Set exercise:
Rescale the lines starting at the one that contains "brim and record the coordinates." and ending at the last line of the items, both included. Write out only those lines, requests too, with every coordinate in the answers multiplied by 2.6 and rounded to a whole number, halves rounding up.

(begin)

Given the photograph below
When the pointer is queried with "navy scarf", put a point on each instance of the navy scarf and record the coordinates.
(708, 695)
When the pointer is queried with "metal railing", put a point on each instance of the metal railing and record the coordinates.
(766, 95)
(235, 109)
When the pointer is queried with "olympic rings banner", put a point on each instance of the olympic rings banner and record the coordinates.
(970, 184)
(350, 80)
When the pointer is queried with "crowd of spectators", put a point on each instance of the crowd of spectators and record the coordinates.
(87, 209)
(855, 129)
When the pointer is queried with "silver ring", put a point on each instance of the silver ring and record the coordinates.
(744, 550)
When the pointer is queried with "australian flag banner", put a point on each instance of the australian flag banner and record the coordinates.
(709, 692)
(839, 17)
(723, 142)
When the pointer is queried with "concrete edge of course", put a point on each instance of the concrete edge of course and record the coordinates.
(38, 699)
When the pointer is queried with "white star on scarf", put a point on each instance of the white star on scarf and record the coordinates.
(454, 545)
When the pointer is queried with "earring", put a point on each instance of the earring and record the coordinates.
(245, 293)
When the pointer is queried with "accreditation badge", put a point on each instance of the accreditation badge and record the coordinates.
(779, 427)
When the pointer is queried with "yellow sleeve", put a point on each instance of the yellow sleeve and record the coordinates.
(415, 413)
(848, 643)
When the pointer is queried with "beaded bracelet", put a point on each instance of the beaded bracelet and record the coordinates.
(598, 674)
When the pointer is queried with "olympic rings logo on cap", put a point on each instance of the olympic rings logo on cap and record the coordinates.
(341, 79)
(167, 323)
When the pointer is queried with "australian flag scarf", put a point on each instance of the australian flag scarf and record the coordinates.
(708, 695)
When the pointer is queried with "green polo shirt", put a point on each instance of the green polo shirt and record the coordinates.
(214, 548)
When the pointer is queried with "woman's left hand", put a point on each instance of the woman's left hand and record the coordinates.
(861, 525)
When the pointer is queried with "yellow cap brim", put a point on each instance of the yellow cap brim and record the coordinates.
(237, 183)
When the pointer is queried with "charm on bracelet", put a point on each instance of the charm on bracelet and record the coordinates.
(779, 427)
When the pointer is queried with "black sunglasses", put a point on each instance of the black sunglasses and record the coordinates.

(end)

Correct response:
When the pointer is queried with "yellow cap brim", put a point on each instance of the yellow cap brim and record the coordinates.
(616, 476)
When the pointer is queried with "charm on bracelet", put a point on each instance of the charm on bracelet and record the coordinates.
(2025, 1110)
When the pointer is queried with "black sunglasses", put a point on each instance of the black sunglasses and record the coordinates.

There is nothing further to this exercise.